## Required work
Your reply should set down word for word each line below from the one with "format = compact" through the final line, both included, but none of the pictures.

## Provided entries
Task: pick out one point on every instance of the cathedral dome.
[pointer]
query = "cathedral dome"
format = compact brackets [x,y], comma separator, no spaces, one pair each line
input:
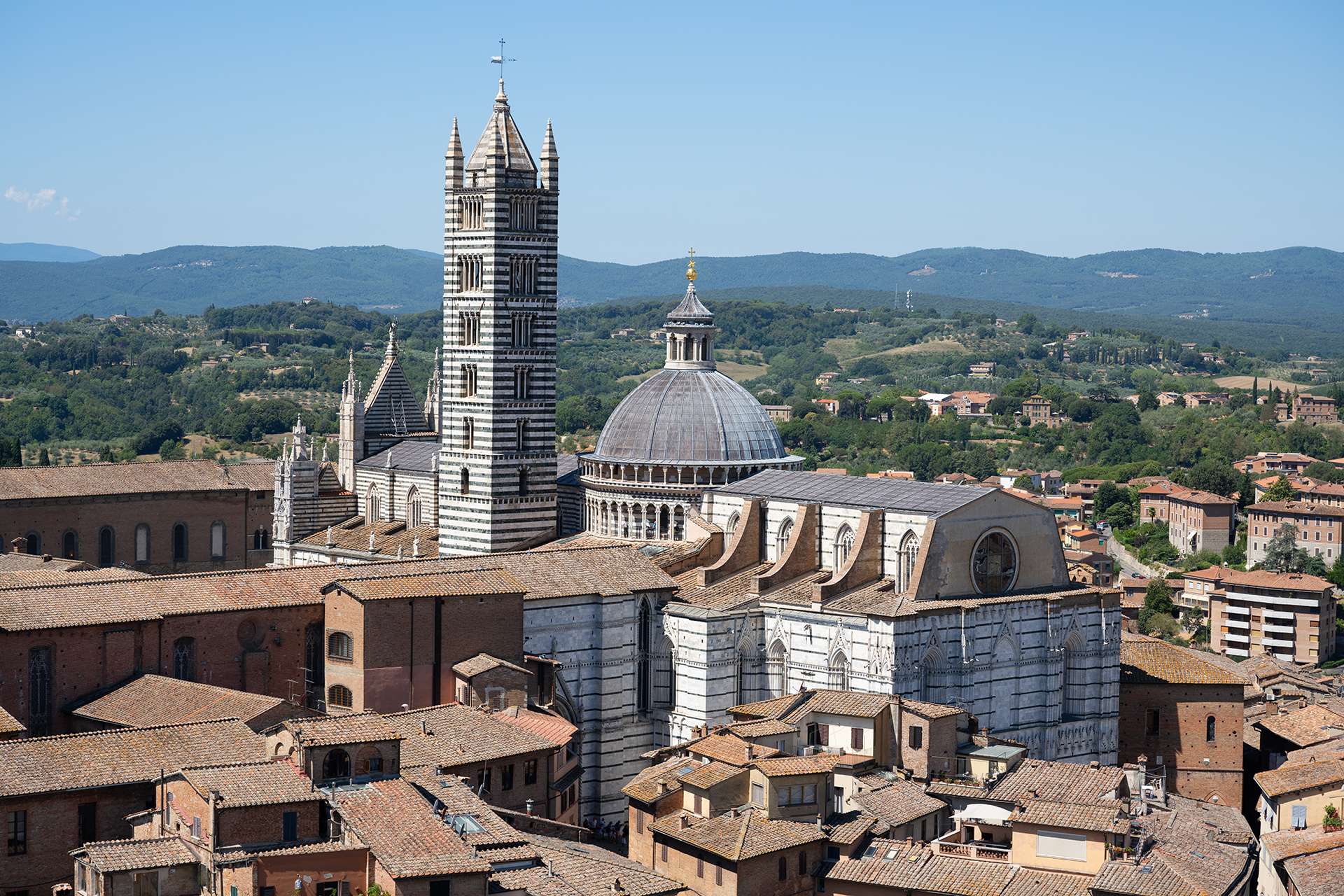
[690,416]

## Response
format = compact brackets [x,y], comma separator, no spaces, one pair each line
input:
[690,416]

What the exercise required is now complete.